[Records from a data collection]
══════════════════════════════
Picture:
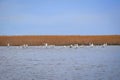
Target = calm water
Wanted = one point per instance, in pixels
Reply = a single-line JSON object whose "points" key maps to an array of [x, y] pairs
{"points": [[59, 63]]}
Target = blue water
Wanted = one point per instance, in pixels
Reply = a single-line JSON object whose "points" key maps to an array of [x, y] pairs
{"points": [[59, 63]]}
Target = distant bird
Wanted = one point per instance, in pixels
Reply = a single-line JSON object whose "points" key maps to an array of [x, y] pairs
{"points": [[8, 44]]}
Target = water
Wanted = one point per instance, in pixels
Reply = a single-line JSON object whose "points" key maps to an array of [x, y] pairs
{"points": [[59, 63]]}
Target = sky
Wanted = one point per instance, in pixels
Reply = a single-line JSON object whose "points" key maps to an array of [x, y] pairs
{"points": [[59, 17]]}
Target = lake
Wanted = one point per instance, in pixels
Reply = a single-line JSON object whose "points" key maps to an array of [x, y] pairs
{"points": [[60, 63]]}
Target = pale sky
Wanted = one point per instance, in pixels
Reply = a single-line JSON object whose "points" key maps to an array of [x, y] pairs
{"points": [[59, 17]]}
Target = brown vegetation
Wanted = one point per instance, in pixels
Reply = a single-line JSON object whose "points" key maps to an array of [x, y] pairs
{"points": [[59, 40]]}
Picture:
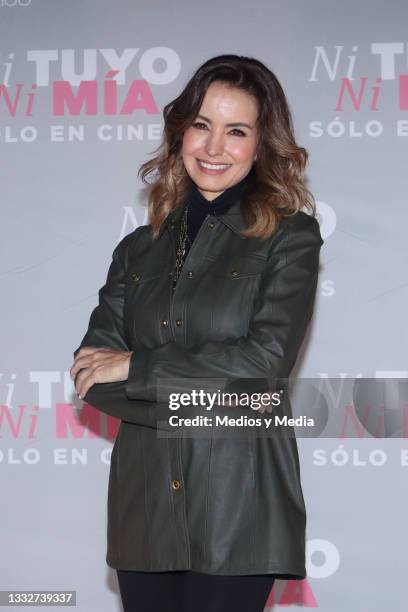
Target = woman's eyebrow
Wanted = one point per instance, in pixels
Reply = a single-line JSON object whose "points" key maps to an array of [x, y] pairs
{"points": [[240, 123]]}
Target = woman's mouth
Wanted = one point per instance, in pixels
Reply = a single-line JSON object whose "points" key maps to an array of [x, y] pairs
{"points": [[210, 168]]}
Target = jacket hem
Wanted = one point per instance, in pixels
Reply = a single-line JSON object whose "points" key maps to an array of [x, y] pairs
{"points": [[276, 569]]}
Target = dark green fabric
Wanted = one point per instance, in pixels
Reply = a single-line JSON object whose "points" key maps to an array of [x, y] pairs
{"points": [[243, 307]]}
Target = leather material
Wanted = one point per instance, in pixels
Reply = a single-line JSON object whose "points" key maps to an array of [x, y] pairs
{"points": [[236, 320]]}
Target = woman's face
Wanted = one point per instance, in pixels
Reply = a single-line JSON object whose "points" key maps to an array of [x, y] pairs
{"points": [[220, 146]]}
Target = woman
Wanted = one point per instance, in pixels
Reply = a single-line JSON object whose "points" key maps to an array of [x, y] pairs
══════════════════════════════
Write out all of the rows again, swapping "one point per instance" for "one point for each instance" wherever it appears and leaving everything else unchanged. Omit the pictures from your answer.

Picture:
Target = calm water
Wanted = one point for each instance, in pixels
Reply = a single-line JSON object whose "points" key maps to an array of [x, y] pairs
{"points": [[59, 63]]}
Target = blue water
Wanted = one point for each instance, in pixels
Reply = a single-line JSON object whose "points" key maps to an array of [x, y] pairs
{"points": [[59, 63]]}
Target = distant bird
Wanted = one point for each instance, in pixels
Reply = a single-line JSON object whose "points" key maps to an array of [x, y] pairs
{"points": [[8, 44]]}
Target = water
Wanted = one point for each instance, in pixels
Reply = a single-line JSON object whose "points" key maps to an array of [x, y] pairs
{"points": [[59, 63]]}
Target = sky
Wanted = one point for each instance, in pixels
Reply = a single-line JSON object whose "points" key maps to an array of [x, y] pairs
{"points": [[59, 17]]}
Target = lake
Wanted = one point for each instance, in pixels
Reply = a single-line JSON object whose "points" key maps to an array of [x, y] pairs
{"points": [[60, 63]]}
Target = pale sky
Wanted = one point for each instance, in pixels
Reply = a single-line JSON object whose "points" key maps to an array of [x, y] pairs
{"points": [[59, 17]]}
Target = brown vegetation
Wanted = one point for each instance, in pixels
Reply = a single-line JSON object whose "points" key maps to an array of [x, y] pairs
{"points": [[59, 40]]}
Picture:
Target = woman's eyebrow
Wanted = one point for each instance, in pixels
Reply = a single-line JSON object whose "points" key maps to an array of [x, y] pairs
{"points": [[240, 123]]}
Target = woman's mouth
Wanted = one point for each instance, in pixels
Reply = a single-line JSON object whose "points" key maps to an array of [x, y] pairs
{"points": [[210, 168]]}
Target = jacket hem
Wanted = one point for each instance, in pixels
Reply = a single-line JSON object whose "points" key maps to an array of [x, y] pairs
{"points": [[276, 569]]}
Target = dark green fabric
Wanted = one point for each instance, in pixels
Reply = a single-line JSON object whose "points" key maps to an array of [x, y] pairs
{"points": [[243, 307]]}
Target = leather material
Wanted = one point for each instance, in pixels
Reply = a single-line JSON object whose "points" key maps to an array of [x, y] pairs
{"points": [[236, 320]]}
Target = woman's face
Wanted = one point for each instance, in pixels
Reply = a single-line JSON object whose "points" key maps to an array of [x, y] pairs
{"points": [[220, 146]]}
Target = woman
Wanted = one point for each instance, in pixels
Reply = a single-line JSON object whose "points" key maps to an array of [x, y] pairs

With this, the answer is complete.